(WHAT THIS TASK INVOLVES): Down to the last line, output the records below exactly.

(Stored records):
++++

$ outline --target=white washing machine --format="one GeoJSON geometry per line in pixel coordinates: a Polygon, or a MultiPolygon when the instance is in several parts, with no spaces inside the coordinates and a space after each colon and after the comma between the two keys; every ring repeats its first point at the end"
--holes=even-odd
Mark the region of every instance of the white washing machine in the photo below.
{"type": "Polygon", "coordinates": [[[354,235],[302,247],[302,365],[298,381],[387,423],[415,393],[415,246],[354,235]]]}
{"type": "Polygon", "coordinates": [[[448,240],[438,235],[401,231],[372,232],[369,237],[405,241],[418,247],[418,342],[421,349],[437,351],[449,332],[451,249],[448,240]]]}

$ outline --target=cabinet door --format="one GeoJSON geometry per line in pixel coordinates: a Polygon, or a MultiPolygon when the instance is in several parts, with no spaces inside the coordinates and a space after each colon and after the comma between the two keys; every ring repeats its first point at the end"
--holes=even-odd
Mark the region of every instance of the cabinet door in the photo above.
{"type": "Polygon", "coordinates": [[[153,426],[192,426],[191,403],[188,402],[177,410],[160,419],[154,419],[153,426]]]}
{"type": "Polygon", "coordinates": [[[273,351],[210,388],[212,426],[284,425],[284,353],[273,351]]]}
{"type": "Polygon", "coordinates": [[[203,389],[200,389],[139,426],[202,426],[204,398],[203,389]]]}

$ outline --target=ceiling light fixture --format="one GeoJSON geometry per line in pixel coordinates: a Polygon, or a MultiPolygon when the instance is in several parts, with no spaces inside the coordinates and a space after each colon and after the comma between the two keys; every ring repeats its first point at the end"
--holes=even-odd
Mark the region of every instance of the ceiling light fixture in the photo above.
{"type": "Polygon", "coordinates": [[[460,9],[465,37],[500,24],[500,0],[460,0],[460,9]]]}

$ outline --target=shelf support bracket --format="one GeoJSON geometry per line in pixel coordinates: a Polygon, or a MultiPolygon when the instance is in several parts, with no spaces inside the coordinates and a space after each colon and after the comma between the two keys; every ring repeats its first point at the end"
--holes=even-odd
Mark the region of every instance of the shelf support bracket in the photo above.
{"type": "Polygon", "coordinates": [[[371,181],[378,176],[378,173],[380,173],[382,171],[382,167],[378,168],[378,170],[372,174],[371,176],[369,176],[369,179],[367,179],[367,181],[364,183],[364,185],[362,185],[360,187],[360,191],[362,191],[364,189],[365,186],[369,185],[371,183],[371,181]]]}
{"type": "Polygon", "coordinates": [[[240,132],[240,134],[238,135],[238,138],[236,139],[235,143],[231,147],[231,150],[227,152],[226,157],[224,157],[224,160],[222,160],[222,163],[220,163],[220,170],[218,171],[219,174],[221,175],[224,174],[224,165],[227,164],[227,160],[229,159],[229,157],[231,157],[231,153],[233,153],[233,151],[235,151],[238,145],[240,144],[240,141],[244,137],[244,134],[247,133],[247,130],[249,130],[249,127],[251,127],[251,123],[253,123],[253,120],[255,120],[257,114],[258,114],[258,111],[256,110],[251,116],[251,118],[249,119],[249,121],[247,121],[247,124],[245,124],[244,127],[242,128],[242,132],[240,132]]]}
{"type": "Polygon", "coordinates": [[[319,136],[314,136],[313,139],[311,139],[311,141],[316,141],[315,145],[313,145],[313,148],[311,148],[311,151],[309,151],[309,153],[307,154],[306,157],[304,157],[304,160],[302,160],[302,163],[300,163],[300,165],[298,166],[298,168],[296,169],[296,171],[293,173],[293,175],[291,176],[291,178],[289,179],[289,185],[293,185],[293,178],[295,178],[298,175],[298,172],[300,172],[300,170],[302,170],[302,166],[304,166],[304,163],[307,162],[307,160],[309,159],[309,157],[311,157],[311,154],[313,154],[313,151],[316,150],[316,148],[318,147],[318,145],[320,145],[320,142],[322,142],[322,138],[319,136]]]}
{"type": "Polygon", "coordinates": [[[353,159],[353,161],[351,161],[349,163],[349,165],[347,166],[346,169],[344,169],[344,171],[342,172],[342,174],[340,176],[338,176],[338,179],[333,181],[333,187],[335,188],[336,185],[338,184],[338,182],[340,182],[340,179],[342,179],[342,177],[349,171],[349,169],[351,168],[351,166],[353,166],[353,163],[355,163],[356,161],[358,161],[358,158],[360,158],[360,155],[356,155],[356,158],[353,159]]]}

++++

(RESPONSE FOR THIS EXERCISE):
$ outline --target=white washing machine --format="one GeoJSON geometry per line in pixel coordinates: a Polygon, or a MultiPolygon when the instance is in several parts, with no spaces inside the coordinates and a space after each colon and after the comma between the two keys; every ring repeats its first point at the end"
--holes=even-odd
Mark the region of every instance of the white washing machine in the photo below.
{"type": "Polygon", "coordinates": [[[354,235],[302,247],[302,365],[298,381],[387,423],[415,393],[415,246],[354,235]]]}
{"type": "Polygon", "coordinates": [[[448,240],[438,235],[401,231],[372,232],[369,237],[405,241],[418,247],[418,342],[421,349],[437,351],[449,332],[451,249],[448,240]]]}

$ outline --target=cabinet door --format="one GeoJSON geometry per line in pixel coordinates: a Polygon, or a MultiPolygon when the instance is in several parts, with no spaces inside the coordinates and a space after each colon and after the comma between the two keys; every ring repeats its first point at the end"
--holes=even-odd
Mark the region of every instance of the cabinet door in the photo above.
{"type": "Polygon", "coordinates": [[[153,426],[192,426],[191,403],[188,402],[177,410],[160,419],[154,419],[153,426]]]}
{"type": "Polygon", "coordinates": [[[273,351],[210,388],[212,426],[284,425],[284,353],[273,351]]]}
{"type": "Polygon", "coordinates": [[[203,389],[200,389],[139,426],[202,426],[204,398],[203,389]]]}

$ outline --target=ceiling light fixture --format="one GeoJSON geometry per line in pixel coordinates: a Polygon, or a MultiPolygon when the instance is in several parts, with no spaces inside the coordinates and a space after each colon and after the comma between the two keys; every ring repeats its first point at the end"
--holes=even-odd
Mark the region of every instance of the ceiling light fixture in the photo above.
{"type": "Polygon", "coordinates": [[[460,9],[465,37],[500,24],[500,0],[460,0],[460,9]]]}

$ outline --target=shelf support bracket --format="one GeoJSON geometry per line in pixel coordinates: a Polygon, or a MultiPolygon when the instance is in several parts, with no spaces inside the coordinates and a space after each colon and after the comma between the two keys; every ring repeats its first point at the end"
--holes=even-odd
Mark the region of every instance of the shelf support bracket in the photo above.
{"type": "Polygon", "coordinates": [[[371,181],[378,176],[378,173],[380,173],[382,171],[382,167],[378,168],[378,170],[372,174],[371,176],[369,176],[369,179],[367,179],[367,181],[364,183],[364,185],[362,185],[360,187],[360,191],[362,191],[364,189],[365,186],[369,185],[371,183],[371,181]]]}
{"type": "Polygon", "coordinates": [[[240,132],[240,134],[238,135],[238,138],[236,139],[235,143],[231,147],[231,150],[227,152],[226,157],[224,157],[224,160],[222,160],[222,163],[220,163],[220,170],[218,171],[219,174],[221,175],[224,174],[224,165],[227,164],[227,160],[229,159],[229,157],[231,157],[231,153],[233,153],[233,151],[235,151],[238,145],[240,144],[240,141],[244,137],[244,134],[247,133],[247,130],[249,130],[249,127],[251,127],[251,123],[253,123],[253,120],[255,120],[257,114],[258,114],[258,111],[256,110],[251,116],[251,118],[249,119],[249,121],[247,121],[247,124],[245,124],[244,127],[242,128],[242,132],[240,132]]]}
{"type": "Polygon", "coordinates": [[[319,136],[314,136],[313,139],[311,139],[311,141],[316,141],[315,145],[313,145],[313,148],[311,148],[311,151],[309,151],[309,153],[307,154],[306,157],[304,157],[304,160],[302,160],[302,163],[300,163],[300,165],[298,166],[298,168],[296,169],[296,171],[293,173],[293,175],[291,176],[291,178],[289,179],[289,185],[293,185],[293,178],[295,178],[298,175],[298,172],[300,172],[300,170],[302,170],[302,166],[304,166],[304,163],[307,162],[307,160],[309,159],[309,157],[311,157],[311,154],[313,154],[313,151],[316,150],[316,148],[318,147],[318,145],[320,145],[320,142],[322,142],[322,138],[319,136]]]}
{"type": "Polygon", "coordinates": [[[353,159],[353,161],[351,161],[349,163],[349,165],[347,166],[346,169],[344,169],[344,171],[342,172],[342,174],[340,176],[338,176],[338,179],[333,181],[333,187],[335,188],[336,185],[338,184],[338,182],[340,182],[340,179],[342,179],[342,177],[349,171],[349,169],[351,168],[351,166],[353,166],[353,163],[355,163],[356,161],[358,161],[358,158],[360,158],[360,155],[356,155],[356,158],[353,159]]]}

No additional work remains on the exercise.